▶ [Goal of the exercise] Beginning at whichever line contains "Inspect the UI capture below and highlight the tree", reproduce each line of the records below word for word, ending with the last, and add nothing.

▶ [Spatial localization data]
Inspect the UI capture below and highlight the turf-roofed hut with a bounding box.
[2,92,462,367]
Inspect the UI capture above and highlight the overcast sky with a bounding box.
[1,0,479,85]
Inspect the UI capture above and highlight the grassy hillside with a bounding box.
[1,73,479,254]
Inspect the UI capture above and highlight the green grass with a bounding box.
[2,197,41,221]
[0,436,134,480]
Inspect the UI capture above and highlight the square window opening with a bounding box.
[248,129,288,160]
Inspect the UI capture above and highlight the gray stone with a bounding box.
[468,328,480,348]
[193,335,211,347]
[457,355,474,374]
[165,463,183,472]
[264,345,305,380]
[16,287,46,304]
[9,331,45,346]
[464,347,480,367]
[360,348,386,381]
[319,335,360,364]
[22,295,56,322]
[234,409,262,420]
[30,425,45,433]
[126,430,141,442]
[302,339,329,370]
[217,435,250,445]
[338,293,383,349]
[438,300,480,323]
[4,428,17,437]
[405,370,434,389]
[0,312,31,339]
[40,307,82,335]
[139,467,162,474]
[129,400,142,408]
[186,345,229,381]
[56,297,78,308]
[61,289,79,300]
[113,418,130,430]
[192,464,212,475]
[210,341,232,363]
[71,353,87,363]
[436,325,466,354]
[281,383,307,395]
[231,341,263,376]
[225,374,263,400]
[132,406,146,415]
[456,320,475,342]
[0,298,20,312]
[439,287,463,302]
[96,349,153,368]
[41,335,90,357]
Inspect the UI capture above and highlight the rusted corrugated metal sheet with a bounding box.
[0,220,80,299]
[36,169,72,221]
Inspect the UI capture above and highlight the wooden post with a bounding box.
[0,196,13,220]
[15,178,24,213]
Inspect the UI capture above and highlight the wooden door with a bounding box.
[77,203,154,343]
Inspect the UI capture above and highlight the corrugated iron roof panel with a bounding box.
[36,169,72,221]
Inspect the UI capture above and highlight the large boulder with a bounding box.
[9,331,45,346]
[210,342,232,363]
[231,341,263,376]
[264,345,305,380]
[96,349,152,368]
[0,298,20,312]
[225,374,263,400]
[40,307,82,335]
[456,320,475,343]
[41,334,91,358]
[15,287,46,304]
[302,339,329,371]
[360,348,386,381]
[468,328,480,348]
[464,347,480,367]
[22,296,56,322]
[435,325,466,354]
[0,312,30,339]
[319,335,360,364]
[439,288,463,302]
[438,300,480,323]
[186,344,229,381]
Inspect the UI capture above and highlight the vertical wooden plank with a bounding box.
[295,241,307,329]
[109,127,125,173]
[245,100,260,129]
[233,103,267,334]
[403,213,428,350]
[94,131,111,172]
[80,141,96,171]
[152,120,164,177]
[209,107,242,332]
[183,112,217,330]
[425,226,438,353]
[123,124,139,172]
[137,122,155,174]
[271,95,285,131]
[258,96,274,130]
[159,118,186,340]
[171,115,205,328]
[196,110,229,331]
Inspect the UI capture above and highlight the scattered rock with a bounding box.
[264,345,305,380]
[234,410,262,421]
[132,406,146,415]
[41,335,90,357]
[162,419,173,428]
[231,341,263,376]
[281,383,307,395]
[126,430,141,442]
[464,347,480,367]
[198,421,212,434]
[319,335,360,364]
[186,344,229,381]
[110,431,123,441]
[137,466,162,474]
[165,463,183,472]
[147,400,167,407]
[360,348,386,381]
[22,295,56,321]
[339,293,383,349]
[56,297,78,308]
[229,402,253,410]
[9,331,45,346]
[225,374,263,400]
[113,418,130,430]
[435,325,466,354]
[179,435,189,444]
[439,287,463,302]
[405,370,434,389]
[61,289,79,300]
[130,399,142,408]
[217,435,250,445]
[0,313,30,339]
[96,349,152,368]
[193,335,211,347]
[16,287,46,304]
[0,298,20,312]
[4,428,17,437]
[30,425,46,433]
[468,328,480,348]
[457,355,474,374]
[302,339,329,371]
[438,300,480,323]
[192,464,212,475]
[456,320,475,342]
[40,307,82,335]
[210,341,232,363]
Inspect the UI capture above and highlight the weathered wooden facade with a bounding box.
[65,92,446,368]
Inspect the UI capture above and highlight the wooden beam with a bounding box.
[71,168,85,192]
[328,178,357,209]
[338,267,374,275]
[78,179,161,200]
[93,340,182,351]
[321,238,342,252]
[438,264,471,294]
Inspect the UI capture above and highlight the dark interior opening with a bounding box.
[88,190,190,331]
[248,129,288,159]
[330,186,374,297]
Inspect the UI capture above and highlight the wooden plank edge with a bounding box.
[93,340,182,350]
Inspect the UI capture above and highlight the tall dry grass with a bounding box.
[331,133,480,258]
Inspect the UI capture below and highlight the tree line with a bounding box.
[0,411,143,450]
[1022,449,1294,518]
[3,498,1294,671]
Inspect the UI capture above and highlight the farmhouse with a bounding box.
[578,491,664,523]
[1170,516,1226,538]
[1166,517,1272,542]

▶ [Exercise response]
Inspect the UI capture below and highlight the tree line with a bounding box.
[0,411,143,450]
[1022,449,1294,518]
[3,498,1294,671]
Inspect the UI capture above and highlight the farmhouse with a bounding box.
[578,491,664,523]
[1170,516,1226,538]
[1166,517,1272,542]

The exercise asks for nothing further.